▸ PROBLEM
Everything from the line that holds "drop a dot on the upper" through the end of the data below should be output exactly, both ends included.

::::::

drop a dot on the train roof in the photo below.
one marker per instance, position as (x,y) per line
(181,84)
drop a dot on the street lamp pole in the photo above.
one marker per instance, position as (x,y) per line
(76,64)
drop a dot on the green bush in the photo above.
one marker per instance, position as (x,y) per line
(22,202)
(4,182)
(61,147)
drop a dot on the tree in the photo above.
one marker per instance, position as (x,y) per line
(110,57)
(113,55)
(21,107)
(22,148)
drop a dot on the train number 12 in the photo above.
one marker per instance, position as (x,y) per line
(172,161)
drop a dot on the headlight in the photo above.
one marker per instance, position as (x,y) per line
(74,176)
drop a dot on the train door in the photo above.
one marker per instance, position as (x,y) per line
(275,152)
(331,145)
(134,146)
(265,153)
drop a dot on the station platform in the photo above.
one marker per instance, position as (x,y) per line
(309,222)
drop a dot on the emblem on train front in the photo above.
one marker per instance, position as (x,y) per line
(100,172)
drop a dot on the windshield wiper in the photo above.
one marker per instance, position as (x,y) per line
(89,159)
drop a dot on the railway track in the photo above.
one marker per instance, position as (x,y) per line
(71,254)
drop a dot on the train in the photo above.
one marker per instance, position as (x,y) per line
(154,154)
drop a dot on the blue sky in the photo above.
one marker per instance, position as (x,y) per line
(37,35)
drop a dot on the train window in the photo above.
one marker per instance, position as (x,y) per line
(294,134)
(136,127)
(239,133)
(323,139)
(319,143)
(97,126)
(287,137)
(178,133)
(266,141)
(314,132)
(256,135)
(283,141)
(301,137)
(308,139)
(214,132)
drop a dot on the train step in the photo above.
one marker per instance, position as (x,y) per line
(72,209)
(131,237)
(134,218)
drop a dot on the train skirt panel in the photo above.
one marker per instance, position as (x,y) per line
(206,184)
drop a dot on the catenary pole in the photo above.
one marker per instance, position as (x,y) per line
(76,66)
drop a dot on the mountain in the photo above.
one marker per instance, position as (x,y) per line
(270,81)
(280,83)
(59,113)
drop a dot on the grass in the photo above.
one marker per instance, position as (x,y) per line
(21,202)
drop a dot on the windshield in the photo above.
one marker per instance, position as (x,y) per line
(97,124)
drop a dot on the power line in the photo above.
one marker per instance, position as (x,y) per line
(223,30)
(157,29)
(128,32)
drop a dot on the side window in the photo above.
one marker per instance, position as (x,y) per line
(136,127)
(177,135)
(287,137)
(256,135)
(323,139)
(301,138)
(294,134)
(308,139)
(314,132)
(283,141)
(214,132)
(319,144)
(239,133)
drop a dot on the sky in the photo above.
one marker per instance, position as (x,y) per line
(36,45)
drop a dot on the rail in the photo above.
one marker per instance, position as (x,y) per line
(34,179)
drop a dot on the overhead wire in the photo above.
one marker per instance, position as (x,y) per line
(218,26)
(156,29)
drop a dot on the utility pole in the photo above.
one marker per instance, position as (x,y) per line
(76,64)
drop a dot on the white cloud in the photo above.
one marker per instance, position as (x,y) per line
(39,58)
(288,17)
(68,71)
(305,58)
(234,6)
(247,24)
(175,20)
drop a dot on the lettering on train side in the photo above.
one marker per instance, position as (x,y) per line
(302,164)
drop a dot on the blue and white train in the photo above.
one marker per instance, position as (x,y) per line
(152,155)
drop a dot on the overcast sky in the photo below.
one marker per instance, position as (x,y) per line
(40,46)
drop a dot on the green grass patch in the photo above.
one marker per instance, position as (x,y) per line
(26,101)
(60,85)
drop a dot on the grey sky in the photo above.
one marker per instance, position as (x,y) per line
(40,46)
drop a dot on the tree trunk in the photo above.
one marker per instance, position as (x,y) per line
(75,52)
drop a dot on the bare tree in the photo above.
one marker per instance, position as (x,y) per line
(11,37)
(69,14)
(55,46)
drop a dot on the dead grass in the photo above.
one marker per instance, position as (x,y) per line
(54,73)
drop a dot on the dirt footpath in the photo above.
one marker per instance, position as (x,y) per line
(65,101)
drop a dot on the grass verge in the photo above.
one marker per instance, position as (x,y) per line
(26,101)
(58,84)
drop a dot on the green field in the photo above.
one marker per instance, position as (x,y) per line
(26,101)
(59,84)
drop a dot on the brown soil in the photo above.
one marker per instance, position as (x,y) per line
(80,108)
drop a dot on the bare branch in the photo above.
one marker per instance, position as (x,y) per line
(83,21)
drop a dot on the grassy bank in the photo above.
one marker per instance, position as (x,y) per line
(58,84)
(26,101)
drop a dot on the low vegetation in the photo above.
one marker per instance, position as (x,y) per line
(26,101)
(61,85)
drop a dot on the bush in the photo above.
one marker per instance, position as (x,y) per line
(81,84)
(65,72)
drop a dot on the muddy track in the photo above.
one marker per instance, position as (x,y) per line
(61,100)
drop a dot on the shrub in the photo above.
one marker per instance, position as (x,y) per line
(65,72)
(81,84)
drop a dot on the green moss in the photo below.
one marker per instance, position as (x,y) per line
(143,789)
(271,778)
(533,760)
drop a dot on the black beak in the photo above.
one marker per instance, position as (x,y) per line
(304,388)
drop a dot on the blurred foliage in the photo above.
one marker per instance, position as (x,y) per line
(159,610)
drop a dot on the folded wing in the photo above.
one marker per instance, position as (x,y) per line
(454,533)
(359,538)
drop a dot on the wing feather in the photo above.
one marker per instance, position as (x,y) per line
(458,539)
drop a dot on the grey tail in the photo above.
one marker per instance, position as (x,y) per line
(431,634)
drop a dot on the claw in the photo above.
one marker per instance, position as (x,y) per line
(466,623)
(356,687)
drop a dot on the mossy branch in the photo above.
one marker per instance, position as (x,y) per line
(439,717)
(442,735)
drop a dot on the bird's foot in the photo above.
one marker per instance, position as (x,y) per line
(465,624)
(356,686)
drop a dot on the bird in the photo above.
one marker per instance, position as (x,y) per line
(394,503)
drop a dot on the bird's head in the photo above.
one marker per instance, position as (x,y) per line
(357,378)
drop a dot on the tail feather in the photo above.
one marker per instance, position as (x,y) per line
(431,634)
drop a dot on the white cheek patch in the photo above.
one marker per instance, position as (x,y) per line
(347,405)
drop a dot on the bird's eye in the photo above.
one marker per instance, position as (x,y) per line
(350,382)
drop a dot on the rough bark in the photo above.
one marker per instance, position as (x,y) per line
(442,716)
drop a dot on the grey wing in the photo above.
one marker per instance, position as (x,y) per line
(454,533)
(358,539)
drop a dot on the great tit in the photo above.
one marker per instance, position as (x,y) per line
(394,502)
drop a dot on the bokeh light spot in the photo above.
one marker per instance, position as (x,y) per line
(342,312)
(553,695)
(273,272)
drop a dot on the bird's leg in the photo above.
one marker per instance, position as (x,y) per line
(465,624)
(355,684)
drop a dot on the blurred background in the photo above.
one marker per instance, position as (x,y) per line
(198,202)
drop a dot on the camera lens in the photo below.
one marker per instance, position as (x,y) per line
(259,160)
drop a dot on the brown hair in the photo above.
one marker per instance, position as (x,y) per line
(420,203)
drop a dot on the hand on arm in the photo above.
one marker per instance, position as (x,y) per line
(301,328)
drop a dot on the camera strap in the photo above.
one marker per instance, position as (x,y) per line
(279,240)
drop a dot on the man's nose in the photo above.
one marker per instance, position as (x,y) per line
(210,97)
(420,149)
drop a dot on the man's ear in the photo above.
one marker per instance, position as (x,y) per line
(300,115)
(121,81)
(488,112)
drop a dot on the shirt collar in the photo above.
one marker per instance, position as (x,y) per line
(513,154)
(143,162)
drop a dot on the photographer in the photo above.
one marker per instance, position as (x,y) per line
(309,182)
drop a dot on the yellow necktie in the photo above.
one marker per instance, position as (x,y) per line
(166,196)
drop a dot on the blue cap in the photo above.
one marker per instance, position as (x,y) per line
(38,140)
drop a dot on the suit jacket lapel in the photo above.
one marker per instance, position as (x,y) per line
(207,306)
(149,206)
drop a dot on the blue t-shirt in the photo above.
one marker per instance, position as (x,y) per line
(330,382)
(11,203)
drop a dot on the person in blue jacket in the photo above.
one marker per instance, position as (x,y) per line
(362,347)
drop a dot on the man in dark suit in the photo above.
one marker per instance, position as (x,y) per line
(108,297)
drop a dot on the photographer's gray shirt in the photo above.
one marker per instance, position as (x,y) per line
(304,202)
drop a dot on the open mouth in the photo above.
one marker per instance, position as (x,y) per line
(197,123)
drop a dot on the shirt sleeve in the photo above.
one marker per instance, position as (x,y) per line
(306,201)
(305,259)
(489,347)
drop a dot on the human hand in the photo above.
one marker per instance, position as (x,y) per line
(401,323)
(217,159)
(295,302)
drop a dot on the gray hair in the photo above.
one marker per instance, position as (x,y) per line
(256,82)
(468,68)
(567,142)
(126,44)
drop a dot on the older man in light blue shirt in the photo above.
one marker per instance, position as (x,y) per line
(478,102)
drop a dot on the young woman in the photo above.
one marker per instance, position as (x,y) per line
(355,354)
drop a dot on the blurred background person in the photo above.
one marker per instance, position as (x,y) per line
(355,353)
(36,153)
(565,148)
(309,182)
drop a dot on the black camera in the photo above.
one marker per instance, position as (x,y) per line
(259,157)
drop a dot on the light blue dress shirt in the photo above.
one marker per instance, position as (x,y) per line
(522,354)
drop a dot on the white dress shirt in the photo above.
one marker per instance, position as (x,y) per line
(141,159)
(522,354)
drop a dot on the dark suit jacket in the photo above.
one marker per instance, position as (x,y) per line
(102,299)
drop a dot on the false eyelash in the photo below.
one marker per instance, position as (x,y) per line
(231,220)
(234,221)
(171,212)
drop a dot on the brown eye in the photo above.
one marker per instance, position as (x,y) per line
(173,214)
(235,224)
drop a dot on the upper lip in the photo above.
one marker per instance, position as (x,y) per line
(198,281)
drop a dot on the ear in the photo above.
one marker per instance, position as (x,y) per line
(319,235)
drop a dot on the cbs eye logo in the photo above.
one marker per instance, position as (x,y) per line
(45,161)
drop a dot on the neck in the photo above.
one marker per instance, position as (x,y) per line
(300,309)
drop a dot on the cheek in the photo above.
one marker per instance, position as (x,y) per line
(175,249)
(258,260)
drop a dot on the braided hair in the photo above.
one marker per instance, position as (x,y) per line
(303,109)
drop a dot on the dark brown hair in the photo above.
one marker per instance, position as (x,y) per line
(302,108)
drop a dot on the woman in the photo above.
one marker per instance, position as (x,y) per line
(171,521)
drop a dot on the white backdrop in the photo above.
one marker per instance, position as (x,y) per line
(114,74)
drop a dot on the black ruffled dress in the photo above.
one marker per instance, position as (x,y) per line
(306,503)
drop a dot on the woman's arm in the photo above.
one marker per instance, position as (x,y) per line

::::::

▸ RESULT BELOW
drop a dot on the upper lip in the photo above.
one marker per instance, position as (x,y) per line
(198,281)
drop a dot on the ear in the photo above.
one marker per instance, position as (x,y) per line
(319,235)
drop a dot on the cbs eye logo in the photo above.
one marker per instance, position as (x,y) per line
(45,161)
drop a dot on the neck in the photo above.
one marker per instance, position as (x,y) per line
(300,309)
drop a dot on the cheek in the photo above.
one marker per instance, position as (x,y) per line
(175,249)
(258,260)
drop a dot on the braided hair in the photo above.
one marker per instance, position as (x,y) per line
(303,109)
drop a dot on the dark brown hair in the photo above.
one marker per instance, position as (x,y) per line
(302,108)
drop a dot on the woman in the photo above.
one marker per instance, position as (x,y) per line
(171,521)
drop a dot on the white backdrop in the photo above.
one marker per instance, position as (x,y) per line
(114,74)
drop a dot on the black ruffled dress in the photo above.
one marker per instance, position as (x,y) per line
(306,503)
drop a dot on the woman's arm in the photo above.
one marker per instance, position as (x,y) per line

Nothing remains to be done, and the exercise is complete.